▶ _What is being asked_:
Copy each record below faithfully, leaving out images.

----- Exercise data -----

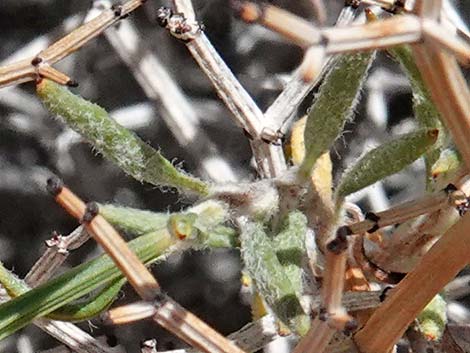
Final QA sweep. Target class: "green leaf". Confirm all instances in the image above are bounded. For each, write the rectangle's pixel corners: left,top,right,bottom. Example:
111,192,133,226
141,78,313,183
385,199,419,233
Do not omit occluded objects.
47,278,126,322
36,79,209,196
99,201,238,248
240,220,310,336
272,211,307,299
0,230,174,340
299,51,376,180
391,45,449,188
0,201,238,337
99,203,169,236
0,261,124,322
336,128,439,200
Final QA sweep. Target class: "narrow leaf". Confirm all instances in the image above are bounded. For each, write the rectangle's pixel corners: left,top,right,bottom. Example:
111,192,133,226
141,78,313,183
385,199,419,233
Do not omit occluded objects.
0,260,126,322
0,230,174,340
0,202,237,338
391,45,449,187
240,220,310,336
36,79,209,196
272,211,307,299
336,128,439,200
299,51,375,180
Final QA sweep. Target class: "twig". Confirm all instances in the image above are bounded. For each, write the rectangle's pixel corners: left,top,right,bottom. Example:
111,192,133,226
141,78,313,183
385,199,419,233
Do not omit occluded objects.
345,185,465,235
293,228,356,353
88,1,237,182
0,0,146,88
422,19,470,65
354,212,470,353
292,319,336,353
34,319,119,353
263,5,357,132
47,178,160,300
410,0,470,171
308,0,327,25
234,3,423,52
163,0,286,177
25,226,89,286
48,178,248,353
145,315,281,353
412,47,470,169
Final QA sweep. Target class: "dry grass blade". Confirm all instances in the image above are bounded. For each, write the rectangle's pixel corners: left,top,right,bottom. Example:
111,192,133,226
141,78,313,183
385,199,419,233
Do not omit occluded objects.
0,0,145,88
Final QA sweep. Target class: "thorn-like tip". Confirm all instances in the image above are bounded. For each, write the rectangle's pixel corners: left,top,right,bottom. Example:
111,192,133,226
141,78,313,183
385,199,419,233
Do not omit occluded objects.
318,307,329,321
31,56,43,66
82,202,100,223
380,286,393,302
66,79,79,88
46,177,64,196
364,211,380,223
111,4,123,17
156,7,172,27
444,183,458,194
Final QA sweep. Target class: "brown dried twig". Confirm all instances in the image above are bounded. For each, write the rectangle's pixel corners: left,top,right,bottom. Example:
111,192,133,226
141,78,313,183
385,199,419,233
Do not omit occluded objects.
47,177,248,353
354,211,470,353
0,0,146,88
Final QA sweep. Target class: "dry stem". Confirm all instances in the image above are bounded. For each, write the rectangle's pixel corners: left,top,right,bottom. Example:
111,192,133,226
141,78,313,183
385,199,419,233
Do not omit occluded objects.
0,0,146,88
25,226,89,286
354,212,470,353
346,186,465,235
169,0,286,178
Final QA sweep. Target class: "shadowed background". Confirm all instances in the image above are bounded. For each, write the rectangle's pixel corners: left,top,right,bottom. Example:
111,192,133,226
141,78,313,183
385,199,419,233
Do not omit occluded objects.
0,1,469,352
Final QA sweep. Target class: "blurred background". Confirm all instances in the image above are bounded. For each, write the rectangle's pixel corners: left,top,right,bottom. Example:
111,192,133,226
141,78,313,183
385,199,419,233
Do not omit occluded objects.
1,1,470,352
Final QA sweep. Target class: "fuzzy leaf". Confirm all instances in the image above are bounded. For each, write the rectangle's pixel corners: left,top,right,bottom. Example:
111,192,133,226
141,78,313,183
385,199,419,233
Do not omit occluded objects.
36,79,209,196
0,202,238,337
299,51,376,180
272,211,307,299
240,220,310,336
100,201,237,248
99,204,169,235
336,128,439,200
391,45,449,187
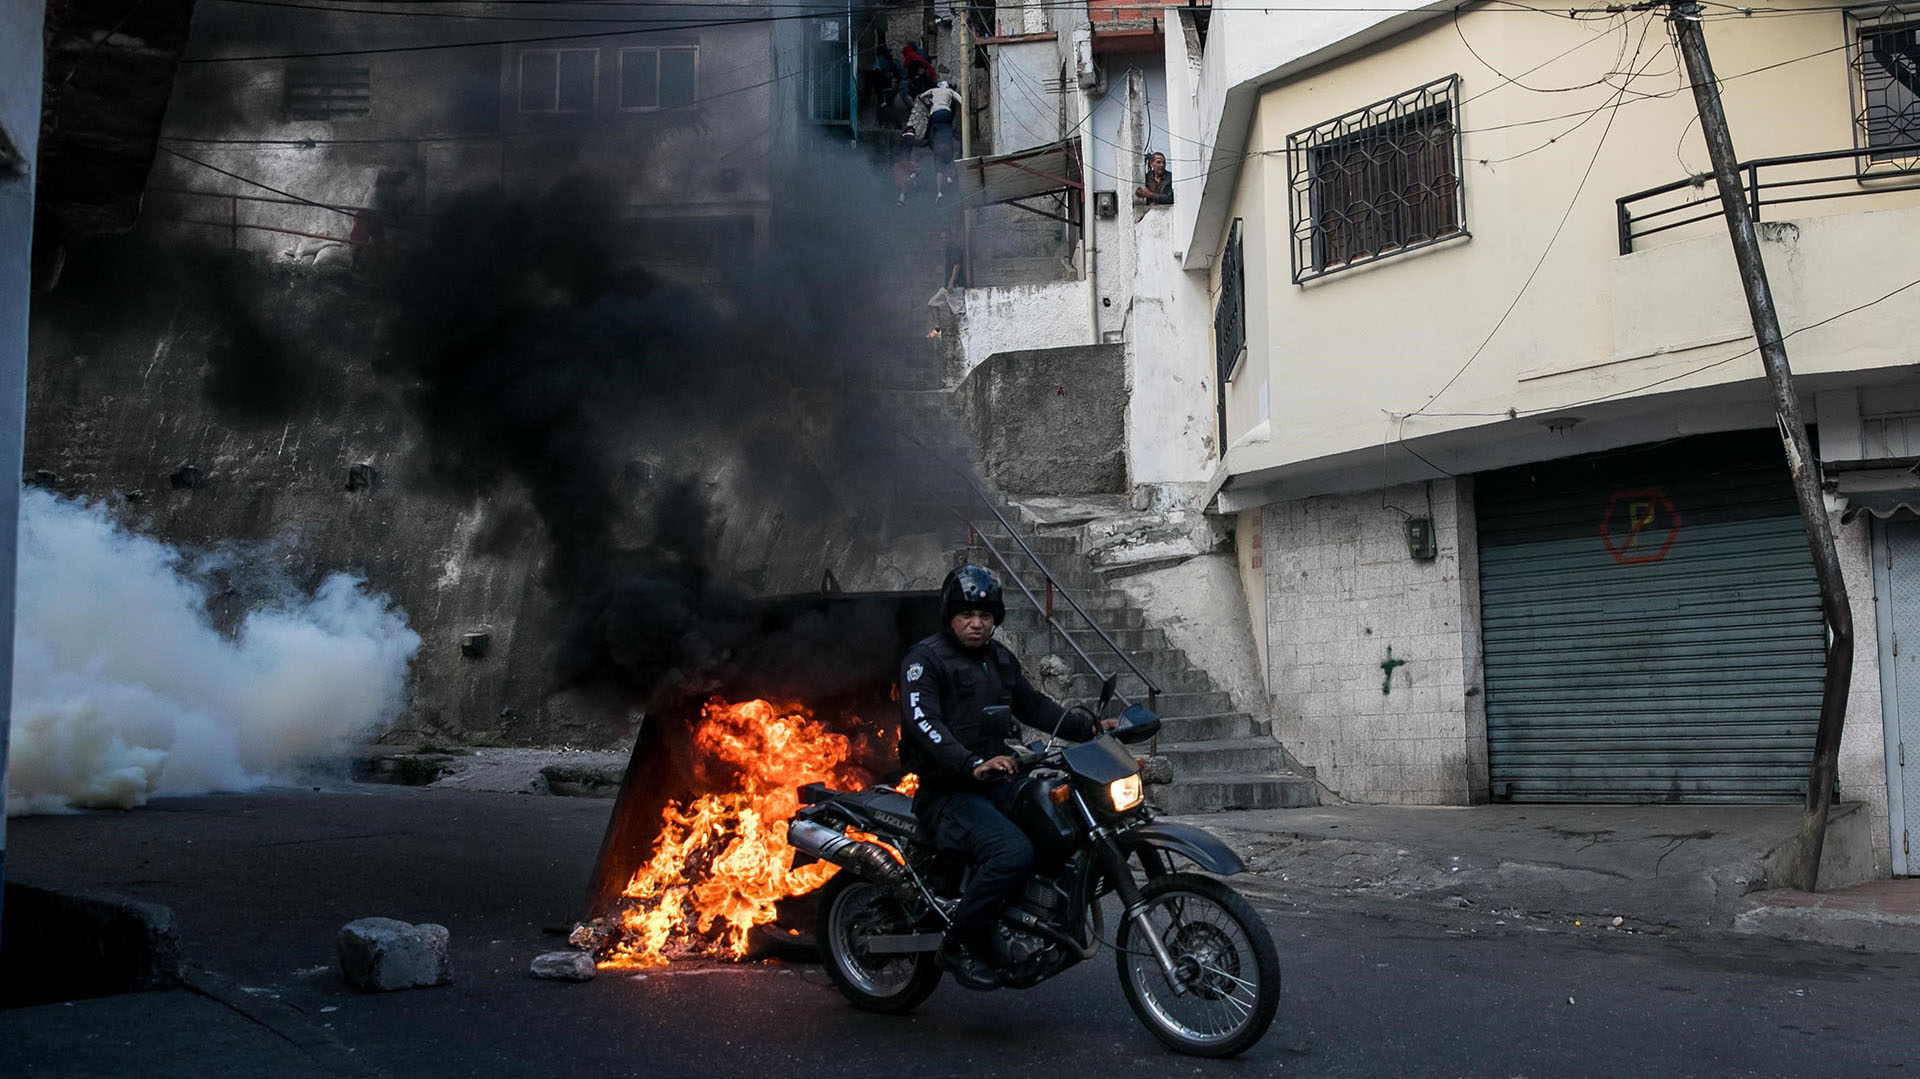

-----

▶ _The completed task_:
Final QA sweep. Target class: "green leaf". Confirm all instances in the image above are bounded. For each, write the rectangle's pixel corners: left,top,right,bottom. Example:
111,192,133,226
141,78,313,183
385,199,419,233
Do not omit occluded objects.
47,278,126,322
36,79,209,196
99,201,238,248
240,220,310,336
272,211,307,299
0,230,174,340
299,51,376,180
391,45,449,188
0,201,238,337
99,203,169,236
0,261,124,322
336,128,439,200
Final QA sweep. Target class: "narrow leaf". Confirm all instances in the image above are bounded. For each, write the rectangle's pixel corners: left,top,right,bottom. Example:
111,192,133,226
141,78,313,183
385,199,419,233
Do not omit occluded objects.
0,260,126,322
0,230,174,340
0,202,237,338
391,45,449,187
240,220,310,336
36,79,209,196
272,211,307,299
336,128,439,200
299,51,375,180
Final QA sweep. Target class: "twig". Confirm all instances in the image above are bounded. For each, write the rectangle's pixel corners: left,top,right,bottom. Example:
111,192,133,226
141,78,313,183
385,199,419,233
Do not omit occluded objects.
345,185,465,235
293,228,356,353
88,1,237,182
0,0,146,88
422,19,470,65
354,212,470,353
292,319,336,353
34,319,119,353
263,5,357,132
47,178,160,300
410,0,470,171
308,0,327,25
234,3,423,52
163,0,286,177
25,226,89,286
48,178,248,353
145,315,281,353
412,47,470,169
Final QA sweep. Target class: "dry grass blade". Confirm all instances in the image above are bounded. For each, write the rectangle's pixel corners: left,top,right,bottom. Example:
111,192,133,226
141,78,313,183
385,199,419,233
Do not omit occluded objects.
0,0,145,88
Final QA sweep. Target class: "thorn-like tip". Confirm all instances in the image above are bounded. For each, write the rectangle's pixel corners: left,top,right,bottom. Example:
111,192,133,226
141,78,313,183
385,199,419,233
Do not omit occluded objects.
318,307,329,321
31,56,43,66
82,202,100,223
380,286,393,302
66,79,79,88
46,177,64,196
364,211,380,223
111,4,123,17
156,7,172,27
444,183,458,194
Final QA sweep. Target class: "brown dried twig". Confirm all instances in the image above are bounded. For each, write the rectangle's pixel corners: left,top,right,bottom. Example:
111,192,133,226
141,78,313,183
385,199,419,233
Do not omit occluded objects.
47,177,248,353
354,211,470,353
0,0,146,88
Final QA sweep. Target class: "dry stem". Confirm all instances in the image above are bounded. For each, write the rectangle's pixel corners: left,top,right,bottom. Example:
111,192,133,226
141,78,313,183
385,199,419,233
Do not omit occluded objects.
0,0,146,88
25,226,89,286
354,212,470,353
346,186,465,235
169,0,286,178
Final QA sweep. Target class: "shadowed background". Confirm all instances in the image above are bounded. For each, write the rectangle's pixel corners: left,top,right,bottom. Example:
111,192,133,226
141,78,313,183
385,199,419,233
Do not omit occluded objects.
0,1,469,352
Final QA sweep. Target class: "blurred background". Confirm all instances in the image above are bounded. For each, write the rectangle's pixel corners: left,top,right,bottom. Example:
111,192,133,226
141,78,313,183
385,199,419,233
Do not omit occluded objects.
1,1,470,352
Final QA sweep. Target class: "fuzzy leaf". Confirm all instances in the image above are bounded. For each, write the rectangle's pixel corners: left,top,right,bottom. Example:
111,192,133,226
141,78,313,183
385,199,419,233
Do not omit occluded objects.
36,79,209,196
0,202,238,337
299,51,376,180
272,211,307,299
240,220,310,336
100,201,237,248
99,204,169,235
336,128,439,200
391,45,449,187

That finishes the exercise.